* begin SOURCE RECORDS *

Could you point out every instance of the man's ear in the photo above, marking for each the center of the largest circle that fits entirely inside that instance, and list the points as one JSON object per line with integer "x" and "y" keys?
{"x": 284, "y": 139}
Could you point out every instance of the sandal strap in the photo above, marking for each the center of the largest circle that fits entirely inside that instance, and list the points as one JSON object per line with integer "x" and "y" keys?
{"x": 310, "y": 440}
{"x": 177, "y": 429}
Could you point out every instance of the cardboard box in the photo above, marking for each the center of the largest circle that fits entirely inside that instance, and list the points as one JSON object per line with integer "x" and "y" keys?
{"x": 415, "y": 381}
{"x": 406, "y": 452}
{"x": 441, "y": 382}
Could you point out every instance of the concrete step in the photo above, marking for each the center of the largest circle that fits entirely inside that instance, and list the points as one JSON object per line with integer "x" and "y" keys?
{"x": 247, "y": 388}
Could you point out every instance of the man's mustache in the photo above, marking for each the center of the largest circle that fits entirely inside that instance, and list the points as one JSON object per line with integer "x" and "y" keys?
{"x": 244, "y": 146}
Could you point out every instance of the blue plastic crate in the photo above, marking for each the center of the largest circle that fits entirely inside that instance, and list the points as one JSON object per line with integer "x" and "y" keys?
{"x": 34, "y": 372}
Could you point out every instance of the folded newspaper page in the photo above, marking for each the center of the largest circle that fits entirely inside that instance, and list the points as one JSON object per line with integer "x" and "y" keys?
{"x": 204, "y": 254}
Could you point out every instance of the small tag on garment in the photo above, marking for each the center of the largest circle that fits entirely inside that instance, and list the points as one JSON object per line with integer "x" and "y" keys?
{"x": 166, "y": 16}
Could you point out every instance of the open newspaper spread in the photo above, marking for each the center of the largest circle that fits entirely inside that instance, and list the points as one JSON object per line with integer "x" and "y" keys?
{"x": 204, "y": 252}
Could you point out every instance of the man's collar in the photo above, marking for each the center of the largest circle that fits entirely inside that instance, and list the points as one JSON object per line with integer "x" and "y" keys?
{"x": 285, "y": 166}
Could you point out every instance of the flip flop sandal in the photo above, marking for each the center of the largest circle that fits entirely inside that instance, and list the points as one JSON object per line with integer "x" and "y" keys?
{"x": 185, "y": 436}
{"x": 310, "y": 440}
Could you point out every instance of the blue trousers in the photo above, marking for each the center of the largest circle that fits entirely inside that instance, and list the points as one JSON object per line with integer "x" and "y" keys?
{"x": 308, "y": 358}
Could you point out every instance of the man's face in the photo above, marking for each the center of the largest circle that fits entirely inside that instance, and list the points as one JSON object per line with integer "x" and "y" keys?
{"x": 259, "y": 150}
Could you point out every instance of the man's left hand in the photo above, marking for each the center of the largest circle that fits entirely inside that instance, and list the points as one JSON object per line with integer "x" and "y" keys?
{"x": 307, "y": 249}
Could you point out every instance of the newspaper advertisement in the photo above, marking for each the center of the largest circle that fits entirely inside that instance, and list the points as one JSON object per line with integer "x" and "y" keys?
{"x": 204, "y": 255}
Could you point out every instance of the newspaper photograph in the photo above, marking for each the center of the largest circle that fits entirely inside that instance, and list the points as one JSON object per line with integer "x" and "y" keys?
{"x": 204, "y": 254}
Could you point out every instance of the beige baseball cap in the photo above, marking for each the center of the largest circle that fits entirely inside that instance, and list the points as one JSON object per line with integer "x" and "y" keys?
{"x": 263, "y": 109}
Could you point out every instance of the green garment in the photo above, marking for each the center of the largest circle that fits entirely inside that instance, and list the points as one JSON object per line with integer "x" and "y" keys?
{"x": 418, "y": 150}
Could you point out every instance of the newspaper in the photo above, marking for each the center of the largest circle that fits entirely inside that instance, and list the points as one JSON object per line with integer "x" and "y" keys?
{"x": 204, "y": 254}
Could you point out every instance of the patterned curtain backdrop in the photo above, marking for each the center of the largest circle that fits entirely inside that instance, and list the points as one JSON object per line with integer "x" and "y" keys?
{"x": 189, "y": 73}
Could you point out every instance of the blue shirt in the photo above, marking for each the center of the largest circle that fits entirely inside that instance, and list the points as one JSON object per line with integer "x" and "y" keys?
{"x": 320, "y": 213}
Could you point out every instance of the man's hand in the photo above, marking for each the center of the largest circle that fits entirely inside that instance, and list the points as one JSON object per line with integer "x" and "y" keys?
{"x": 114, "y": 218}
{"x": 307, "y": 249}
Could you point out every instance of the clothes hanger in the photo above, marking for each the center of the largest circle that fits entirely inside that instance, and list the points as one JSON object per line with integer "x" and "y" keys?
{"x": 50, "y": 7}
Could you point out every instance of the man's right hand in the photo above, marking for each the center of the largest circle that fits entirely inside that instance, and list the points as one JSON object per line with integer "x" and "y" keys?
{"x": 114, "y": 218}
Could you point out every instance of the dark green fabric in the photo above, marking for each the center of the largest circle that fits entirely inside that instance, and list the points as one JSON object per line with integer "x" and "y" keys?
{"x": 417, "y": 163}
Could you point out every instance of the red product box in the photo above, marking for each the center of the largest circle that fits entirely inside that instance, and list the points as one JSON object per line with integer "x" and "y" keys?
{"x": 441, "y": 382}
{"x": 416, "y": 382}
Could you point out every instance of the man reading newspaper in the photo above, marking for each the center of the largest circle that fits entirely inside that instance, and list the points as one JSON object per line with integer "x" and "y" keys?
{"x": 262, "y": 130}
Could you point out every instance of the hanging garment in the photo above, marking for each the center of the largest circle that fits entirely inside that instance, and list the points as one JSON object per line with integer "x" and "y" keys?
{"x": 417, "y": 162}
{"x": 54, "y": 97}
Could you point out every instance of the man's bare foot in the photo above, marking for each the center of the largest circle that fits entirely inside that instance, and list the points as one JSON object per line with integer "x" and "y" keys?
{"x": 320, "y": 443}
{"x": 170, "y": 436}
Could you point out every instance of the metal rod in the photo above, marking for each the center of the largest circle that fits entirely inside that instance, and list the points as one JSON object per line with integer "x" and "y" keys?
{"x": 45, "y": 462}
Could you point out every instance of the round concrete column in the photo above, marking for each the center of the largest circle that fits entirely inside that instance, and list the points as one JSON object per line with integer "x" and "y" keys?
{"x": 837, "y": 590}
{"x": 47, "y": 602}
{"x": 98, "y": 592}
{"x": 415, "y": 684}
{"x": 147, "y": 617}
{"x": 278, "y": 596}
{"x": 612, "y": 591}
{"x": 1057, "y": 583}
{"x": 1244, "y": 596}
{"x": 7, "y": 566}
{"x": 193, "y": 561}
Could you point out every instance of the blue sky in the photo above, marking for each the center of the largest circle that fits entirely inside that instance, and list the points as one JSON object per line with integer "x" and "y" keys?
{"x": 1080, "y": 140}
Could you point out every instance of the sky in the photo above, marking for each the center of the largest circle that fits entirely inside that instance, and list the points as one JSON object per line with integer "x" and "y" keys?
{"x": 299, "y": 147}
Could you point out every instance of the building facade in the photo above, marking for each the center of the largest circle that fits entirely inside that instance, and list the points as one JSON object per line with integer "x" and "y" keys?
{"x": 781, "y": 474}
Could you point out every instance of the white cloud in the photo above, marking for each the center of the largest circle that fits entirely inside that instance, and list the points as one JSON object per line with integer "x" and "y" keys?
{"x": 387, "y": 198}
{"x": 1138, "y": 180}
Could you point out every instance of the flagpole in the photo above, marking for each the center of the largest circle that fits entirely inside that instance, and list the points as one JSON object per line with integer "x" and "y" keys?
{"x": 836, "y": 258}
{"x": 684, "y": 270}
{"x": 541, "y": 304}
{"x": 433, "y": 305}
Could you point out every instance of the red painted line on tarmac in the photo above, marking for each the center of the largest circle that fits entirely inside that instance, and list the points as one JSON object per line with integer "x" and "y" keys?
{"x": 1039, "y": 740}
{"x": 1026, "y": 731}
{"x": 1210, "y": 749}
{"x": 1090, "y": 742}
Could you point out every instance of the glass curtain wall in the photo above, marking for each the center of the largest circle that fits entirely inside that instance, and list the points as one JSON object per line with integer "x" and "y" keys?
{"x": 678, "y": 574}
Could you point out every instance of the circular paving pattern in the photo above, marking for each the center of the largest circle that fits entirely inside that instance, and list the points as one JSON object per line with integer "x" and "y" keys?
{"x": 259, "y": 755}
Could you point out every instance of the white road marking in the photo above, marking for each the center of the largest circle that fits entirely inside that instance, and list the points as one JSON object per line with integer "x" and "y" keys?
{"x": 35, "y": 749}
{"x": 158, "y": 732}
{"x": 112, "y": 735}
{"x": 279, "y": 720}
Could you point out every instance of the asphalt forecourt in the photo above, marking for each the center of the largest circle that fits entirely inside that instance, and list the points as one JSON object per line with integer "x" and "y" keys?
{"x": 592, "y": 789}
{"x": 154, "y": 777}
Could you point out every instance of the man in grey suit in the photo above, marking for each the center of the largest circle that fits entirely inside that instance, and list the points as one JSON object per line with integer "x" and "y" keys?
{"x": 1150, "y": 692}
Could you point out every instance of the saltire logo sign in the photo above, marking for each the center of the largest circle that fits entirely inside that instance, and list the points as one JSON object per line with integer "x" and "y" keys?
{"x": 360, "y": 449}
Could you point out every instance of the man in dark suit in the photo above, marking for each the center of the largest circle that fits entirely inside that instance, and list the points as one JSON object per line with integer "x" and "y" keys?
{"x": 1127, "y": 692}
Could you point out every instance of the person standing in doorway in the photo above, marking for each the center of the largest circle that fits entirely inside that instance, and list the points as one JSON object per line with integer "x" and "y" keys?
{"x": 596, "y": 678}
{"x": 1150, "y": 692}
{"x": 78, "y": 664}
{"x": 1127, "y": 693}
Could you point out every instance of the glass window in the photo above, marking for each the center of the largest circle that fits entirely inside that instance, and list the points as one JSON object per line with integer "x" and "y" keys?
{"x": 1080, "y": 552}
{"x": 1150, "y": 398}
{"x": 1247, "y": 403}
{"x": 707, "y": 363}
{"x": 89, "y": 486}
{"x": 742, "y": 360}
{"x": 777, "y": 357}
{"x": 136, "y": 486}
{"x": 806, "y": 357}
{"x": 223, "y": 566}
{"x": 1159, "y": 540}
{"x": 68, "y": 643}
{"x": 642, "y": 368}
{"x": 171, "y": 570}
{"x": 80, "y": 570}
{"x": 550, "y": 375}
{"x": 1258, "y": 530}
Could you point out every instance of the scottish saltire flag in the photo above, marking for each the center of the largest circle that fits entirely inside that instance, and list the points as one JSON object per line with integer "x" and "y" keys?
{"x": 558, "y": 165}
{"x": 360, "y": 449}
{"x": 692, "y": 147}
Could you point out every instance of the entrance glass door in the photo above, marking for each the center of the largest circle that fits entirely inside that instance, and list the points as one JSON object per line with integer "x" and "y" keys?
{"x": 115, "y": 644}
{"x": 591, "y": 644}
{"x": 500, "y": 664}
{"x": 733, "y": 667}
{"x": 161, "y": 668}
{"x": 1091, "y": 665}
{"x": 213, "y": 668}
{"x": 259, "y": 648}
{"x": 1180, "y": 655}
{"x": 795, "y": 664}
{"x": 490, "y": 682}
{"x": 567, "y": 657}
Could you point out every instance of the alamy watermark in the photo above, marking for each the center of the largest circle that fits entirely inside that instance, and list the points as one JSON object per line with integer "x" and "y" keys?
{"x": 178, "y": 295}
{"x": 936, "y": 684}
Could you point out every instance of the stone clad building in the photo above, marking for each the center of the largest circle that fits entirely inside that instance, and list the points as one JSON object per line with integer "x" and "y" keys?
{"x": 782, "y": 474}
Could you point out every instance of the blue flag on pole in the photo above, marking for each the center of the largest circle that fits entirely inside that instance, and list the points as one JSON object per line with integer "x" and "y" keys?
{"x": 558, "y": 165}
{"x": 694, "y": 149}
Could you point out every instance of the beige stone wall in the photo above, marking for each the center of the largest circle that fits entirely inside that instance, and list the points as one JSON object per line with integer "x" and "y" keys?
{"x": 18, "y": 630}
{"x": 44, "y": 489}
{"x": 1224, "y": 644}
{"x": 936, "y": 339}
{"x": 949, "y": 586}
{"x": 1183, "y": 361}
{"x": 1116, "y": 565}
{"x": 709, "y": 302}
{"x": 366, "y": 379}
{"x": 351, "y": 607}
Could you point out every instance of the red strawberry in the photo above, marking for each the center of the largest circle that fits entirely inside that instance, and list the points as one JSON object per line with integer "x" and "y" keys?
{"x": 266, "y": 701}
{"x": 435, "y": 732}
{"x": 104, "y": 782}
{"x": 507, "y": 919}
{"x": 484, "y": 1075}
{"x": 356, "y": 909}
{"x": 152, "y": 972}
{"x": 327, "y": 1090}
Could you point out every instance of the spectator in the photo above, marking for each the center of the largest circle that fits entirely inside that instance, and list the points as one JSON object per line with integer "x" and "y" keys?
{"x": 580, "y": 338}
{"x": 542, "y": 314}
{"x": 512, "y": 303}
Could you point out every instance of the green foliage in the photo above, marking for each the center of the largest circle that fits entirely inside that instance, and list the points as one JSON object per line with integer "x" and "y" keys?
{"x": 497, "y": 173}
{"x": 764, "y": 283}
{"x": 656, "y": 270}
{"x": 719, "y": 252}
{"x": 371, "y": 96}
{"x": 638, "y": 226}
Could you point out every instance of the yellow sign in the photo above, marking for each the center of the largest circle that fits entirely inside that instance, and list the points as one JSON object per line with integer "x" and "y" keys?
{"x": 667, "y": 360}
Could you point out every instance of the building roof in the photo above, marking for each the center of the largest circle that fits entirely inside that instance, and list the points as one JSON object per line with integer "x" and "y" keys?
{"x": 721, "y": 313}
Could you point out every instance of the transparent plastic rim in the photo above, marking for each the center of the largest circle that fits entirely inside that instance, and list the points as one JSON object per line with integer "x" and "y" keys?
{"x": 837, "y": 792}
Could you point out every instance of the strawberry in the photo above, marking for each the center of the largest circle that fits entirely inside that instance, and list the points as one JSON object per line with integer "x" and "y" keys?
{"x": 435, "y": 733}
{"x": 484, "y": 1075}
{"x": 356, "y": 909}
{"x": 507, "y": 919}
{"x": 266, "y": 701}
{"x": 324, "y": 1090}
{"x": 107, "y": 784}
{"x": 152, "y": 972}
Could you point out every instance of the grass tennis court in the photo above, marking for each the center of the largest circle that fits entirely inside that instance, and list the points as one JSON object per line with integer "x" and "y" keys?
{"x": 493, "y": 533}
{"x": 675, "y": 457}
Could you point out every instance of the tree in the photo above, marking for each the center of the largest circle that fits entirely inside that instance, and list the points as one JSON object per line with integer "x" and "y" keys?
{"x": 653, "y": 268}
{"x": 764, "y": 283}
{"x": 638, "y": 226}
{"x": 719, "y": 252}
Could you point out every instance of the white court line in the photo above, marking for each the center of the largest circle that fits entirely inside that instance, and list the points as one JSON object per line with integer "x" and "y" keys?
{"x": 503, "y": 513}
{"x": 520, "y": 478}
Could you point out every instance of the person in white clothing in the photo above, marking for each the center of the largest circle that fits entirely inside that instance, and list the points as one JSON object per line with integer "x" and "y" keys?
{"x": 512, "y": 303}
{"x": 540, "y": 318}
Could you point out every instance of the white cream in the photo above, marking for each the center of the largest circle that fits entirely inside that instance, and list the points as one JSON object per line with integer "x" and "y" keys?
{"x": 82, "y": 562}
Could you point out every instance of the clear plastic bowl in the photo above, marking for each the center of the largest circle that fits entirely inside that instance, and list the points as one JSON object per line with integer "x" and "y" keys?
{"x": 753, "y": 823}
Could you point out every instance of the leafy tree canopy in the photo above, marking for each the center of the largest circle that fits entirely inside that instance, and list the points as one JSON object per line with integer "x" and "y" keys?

* end SOURCE RECORDS *

§ **OBJECTIVE**:
Repeat word for word every line from the one that holds "Could you point out every instance of the clear" to the end. Both ends count.

§ **PROBLEM SOLUTION**:
Could you point out every instance of the clear plastic bowl in the photo above, marking for each the center of the largest circle that fits entirely inside that instance, and list the points as one JSON object per line with integer "x" and "y" keys?
{"x": 753, "y": 823}
Could you point out every instance of the leafy tree canopy in the photo above, marking for each the center of the largest circle that fits entirely inside that instance, and list the points as one JSON object per line with integer "x" and "y" keys?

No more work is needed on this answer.